→ **Your task**
Would you please retype, exactly, the lines of the listing below between the line with "Where can you find the red" and the line with "Where can you find the lawn", inclusive?

→ **Supplied data**
- Opening Delimiter -

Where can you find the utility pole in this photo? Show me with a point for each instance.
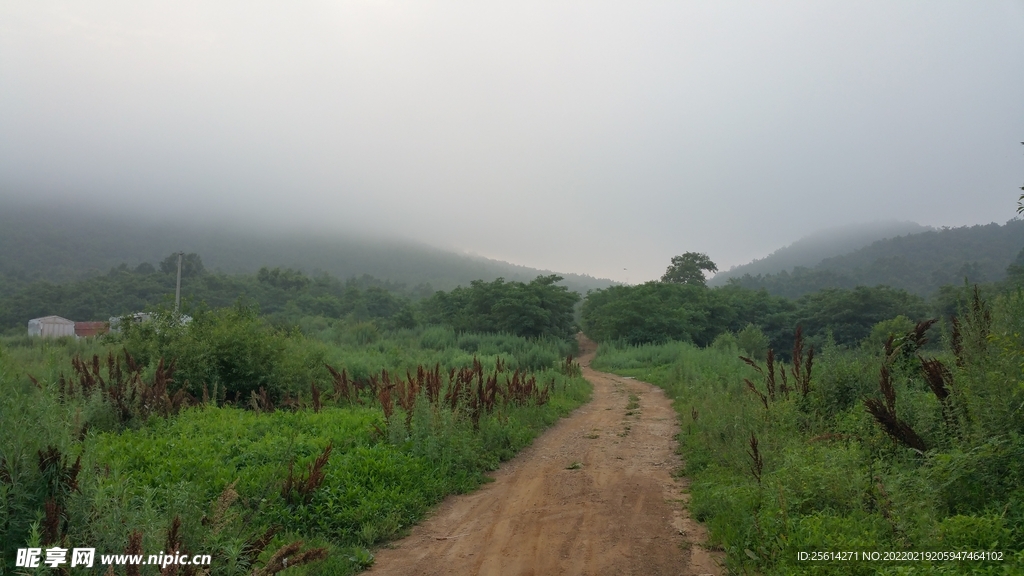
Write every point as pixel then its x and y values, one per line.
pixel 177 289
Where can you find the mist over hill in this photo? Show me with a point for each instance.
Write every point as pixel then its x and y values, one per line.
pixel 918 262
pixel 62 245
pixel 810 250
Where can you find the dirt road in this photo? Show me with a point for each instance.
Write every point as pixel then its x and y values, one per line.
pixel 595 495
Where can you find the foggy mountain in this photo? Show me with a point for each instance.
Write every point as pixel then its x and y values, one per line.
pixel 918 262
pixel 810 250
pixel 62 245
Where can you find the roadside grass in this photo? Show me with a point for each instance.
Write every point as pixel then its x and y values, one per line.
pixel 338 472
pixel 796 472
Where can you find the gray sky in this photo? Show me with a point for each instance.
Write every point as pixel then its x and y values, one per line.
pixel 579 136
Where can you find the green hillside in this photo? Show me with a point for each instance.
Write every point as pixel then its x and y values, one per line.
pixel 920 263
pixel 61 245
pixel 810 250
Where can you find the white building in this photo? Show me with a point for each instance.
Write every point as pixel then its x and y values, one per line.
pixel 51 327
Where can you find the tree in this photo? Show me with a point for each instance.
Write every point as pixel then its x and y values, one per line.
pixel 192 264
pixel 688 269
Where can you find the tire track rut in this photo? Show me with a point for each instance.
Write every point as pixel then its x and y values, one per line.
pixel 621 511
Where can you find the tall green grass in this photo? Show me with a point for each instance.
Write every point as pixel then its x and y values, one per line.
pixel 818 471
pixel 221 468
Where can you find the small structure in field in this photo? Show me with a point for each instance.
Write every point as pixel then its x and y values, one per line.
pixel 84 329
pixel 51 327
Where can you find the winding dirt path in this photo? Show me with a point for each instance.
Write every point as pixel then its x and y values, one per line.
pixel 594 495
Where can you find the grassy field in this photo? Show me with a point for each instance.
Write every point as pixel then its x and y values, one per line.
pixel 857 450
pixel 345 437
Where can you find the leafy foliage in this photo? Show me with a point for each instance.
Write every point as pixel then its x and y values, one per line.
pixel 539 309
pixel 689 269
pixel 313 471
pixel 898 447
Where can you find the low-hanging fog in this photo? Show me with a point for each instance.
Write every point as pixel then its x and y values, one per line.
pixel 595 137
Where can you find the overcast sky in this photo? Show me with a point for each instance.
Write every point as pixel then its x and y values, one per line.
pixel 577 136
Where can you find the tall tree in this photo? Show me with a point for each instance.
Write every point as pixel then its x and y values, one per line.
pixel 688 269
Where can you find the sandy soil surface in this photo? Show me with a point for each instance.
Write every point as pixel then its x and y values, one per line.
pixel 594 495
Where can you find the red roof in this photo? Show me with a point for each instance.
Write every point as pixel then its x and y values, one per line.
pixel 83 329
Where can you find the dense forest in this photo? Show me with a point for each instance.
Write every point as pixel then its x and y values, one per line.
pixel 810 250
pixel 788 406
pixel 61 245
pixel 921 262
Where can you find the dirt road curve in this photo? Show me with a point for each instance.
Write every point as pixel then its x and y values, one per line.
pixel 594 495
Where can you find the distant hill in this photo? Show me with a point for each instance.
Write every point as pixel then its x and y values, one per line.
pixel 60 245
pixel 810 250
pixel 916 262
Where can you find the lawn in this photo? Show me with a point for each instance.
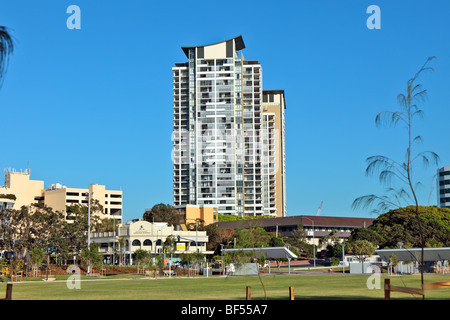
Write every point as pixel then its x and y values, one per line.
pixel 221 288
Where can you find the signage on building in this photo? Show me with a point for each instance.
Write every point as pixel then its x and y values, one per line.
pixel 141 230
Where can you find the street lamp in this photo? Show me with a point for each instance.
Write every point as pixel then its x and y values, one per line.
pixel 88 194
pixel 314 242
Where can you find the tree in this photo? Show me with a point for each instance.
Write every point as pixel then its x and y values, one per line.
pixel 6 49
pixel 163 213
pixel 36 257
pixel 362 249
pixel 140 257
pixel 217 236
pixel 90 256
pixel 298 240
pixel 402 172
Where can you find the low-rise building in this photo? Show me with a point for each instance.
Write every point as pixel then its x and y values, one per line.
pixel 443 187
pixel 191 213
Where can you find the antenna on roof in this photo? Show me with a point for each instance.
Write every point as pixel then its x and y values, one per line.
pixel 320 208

- Closing Delimiter -

→ **Task answer**
Where can you find the red roof in this photo? Show me with a point for each instance.
Write every point as pixel then its x and y values, one per line.
pixel 83 329
Where can you find the dense forest in this photo? Show me with a point for each instance.
Write every point as pixel then its x and y values, one per line.
pixel 810 250
pixel 788 406
pixel 61 245
pixel 921 262
Where can you find the dirt road curve in this photo? Show me with a point for each instance.
Write every point as pixel then its x and y values, one per line.
pixel 594 495
Where can you find the distant hill in this photo? Show me with a point for each instance.
Write every point as pixel then its x and y values, one per line.
pixel 60 245
pixel 810 250
pixel 916 262
Where can you find the lawn in this photo? Show me with a point for each instance.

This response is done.